Skip to content

YARA Schema Reference

Module: zettelforge.yara.parser, zettelforge.yara.cccs_metadata, zettelforge.yara.schemas

from zettelforge.yara.parser import parse_yara, parse_file, YaraParseError
from zettelforge.yara.cccs_metadata import (
    validate_metadata, ValidationResult,
    CCCS_YARA_SPEC, CCCS_YARA_VALUES, REQUIRED_FIELDS,
    Tier,
)
from zettelforge.yara.ingest import ingest_rule, ingest_rules_dir

Overview

ZettelForge provides a complete YARA rule handling pipeline: plyara-based parsing, clean-room CCCS (Canadian Centre for Cyber Security) metadata validation against vendored schema files, entity extraction, and knowledge graph population.

Parser: plyara 2.2.x wrapper
Metadata schema: Vendored CCCS_YARA.yml and CCCS_YARA_values.yml
Validation: Clean-room reimplementation — no upstream code is vendored


Vendored Schemas

Two schema files live in src/zettelforge/yara/schemas/:

File Description Loaded At
CCCS_YARA.yml CCCS YARA metadata field definitions (required fields, types, optionality) Import time via _load_yaml()
CCCS_YARA_values.yml CCCS enumerated value sets (statuses, categories, sharing classifications, etc.) Import time via _load_yaml()

See src/zettelforge/yara/schemas/NOTICE.md for licensing information about the vendored schema files.


CCCS Metadata Fields

Derived from CCCS_YARA.yml. Fields marked as optional: No or optional: Optional are treated as required under strict tier validation.

Field Type Required (strict) Validation
id string yes Base62 UUID (16+ chars)
fingerprint string yes Hex digest 40-64 chars (SHA-1/SHA-256)

Data provided:
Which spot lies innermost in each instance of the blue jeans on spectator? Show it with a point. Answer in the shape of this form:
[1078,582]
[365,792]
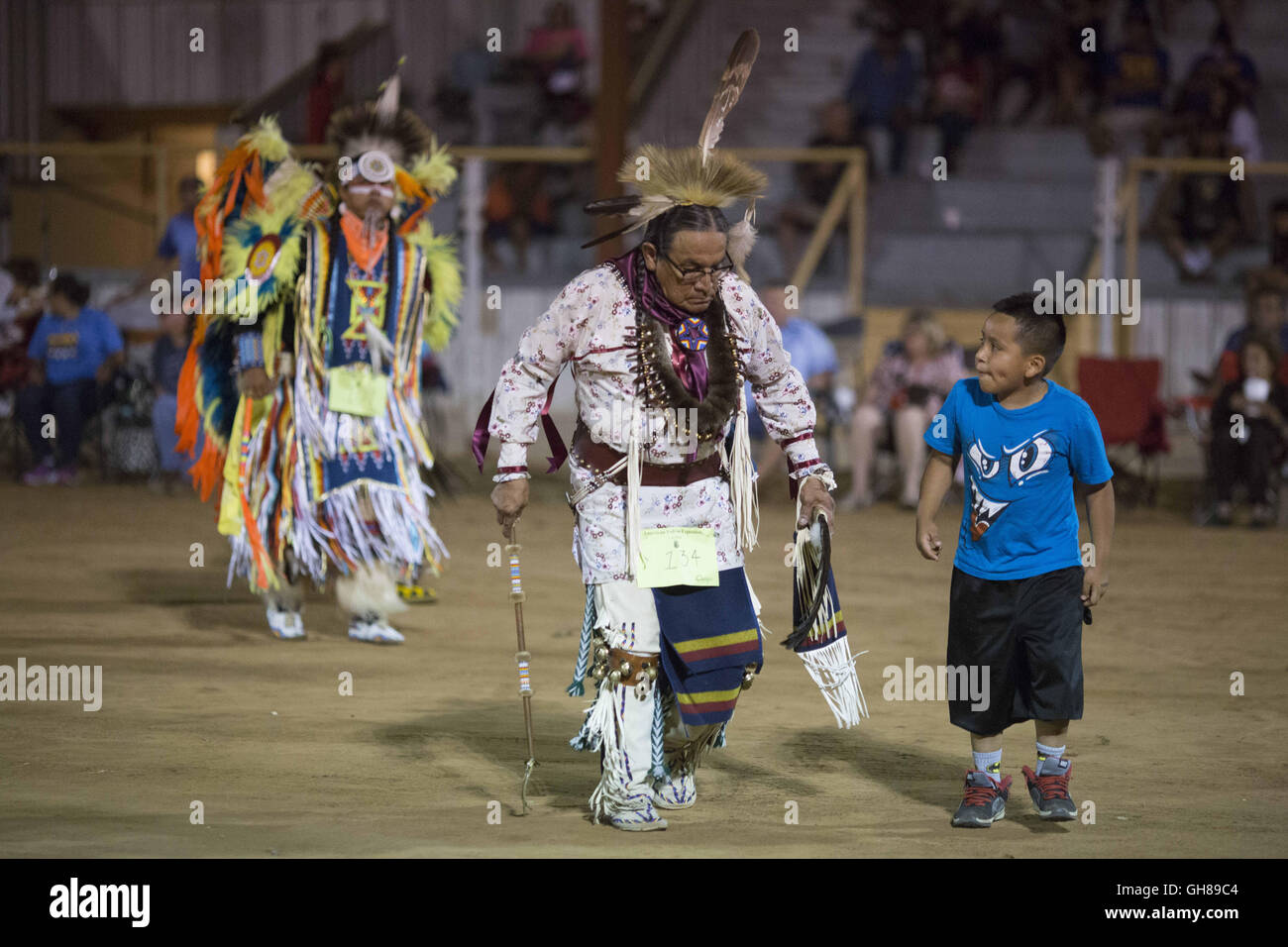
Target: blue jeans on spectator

Exercise tasks:
• 1. From the YARA schema reference, quote the stretch from "Parser: plyara 2.2.x" through "vendored schema files.".
• 2. Recast the paragraph of the YARA schema reference that begins "ZettelForge provides a complete YARA rule handling pipeline" as a short bulleted list that keeps its main facts.

Responses in order:
• 1.
Parser: plyara 2.2.x wrapper
Metadata schema: Vendored CCCS_YARA.yml and CCCS_YARA_values.yml
Validation: Clean-room reimplementation — no upstream code is vendored


Vendored Schemas

Two schema files live in src/zettelforge/yara/schemas/:

File Description Loaded At
CCCS_YARA.yml CCCS YARA metadata field definitions (required fields, types, optionality) Import time via _load_yaml()
CCCS_YARA_values.yml CCCS enumerated value sets (statuses, categories, sharing classifications, etc.) Import time via _load_yaml()

See src/zettelforge/yara/schemas/NOTICE.md for licensing information about the vendored schema files.

• 2.
ZettelForge's YARA rule handling pipeline covers:
- Parsing based on plyara
- Clean-room CCCS (Canadian Centre for Cyber Security) metadata validation against vendored schema files
- Entity extraction
- Knowledge graph population